***** Exercise material

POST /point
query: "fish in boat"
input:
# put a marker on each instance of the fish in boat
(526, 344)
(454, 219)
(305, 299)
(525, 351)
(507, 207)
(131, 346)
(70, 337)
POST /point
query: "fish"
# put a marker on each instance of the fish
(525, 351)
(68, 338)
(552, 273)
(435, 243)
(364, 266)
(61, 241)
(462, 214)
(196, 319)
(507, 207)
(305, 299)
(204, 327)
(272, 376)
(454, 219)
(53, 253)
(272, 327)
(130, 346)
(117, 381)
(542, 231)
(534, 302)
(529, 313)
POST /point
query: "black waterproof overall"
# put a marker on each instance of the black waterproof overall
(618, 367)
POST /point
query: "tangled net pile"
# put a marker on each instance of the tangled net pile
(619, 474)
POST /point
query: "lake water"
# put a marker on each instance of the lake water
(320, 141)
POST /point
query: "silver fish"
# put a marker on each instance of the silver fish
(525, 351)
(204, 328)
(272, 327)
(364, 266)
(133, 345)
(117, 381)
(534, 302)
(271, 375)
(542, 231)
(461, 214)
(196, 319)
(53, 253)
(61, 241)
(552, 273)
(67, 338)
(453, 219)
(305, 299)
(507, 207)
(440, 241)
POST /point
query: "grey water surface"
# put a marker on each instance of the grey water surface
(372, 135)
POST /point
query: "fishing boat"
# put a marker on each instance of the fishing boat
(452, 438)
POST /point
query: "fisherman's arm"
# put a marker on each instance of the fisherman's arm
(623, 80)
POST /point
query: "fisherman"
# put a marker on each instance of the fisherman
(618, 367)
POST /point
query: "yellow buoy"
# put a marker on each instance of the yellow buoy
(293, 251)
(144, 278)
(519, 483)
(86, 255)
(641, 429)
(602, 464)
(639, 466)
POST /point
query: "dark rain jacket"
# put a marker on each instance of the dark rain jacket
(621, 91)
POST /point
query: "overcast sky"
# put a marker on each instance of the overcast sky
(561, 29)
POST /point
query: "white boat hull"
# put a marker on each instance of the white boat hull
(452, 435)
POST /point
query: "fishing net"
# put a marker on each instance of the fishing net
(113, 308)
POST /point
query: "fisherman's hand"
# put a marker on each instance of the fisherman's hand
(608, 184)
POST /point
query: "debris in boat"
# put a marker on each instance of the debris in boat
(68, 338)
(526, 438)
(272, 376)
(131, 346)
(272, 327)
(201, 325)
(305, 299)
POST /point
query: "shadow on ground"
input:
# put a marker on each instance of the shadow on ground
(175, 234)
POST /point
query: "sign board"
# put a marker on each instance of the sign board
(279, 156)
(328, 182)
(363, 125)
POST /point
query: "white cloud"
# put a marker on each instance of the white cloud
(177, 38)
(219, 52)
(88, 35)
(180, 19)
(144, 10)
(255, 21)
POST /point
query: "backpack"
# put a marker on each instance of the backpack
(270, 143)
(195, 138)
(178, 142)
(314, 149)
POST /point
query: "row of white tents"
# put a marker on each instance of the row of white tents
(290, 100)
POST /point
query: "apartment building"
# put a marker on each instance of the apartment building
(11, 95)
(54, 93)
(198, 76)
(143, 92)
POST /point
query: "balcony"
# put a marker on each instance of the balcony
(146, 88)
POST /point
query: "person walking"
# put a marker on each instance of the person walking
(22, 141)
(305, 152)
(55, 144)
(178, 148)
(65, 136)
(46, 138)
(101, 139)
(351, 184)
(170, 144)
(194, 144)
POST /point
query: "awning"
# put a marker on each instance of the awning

**********

> Exercise description: Check each line of the listing for "awning", and copy the ones that hold it.

> Expected answer:
query: "awning"
# put a marker on each instance of the awning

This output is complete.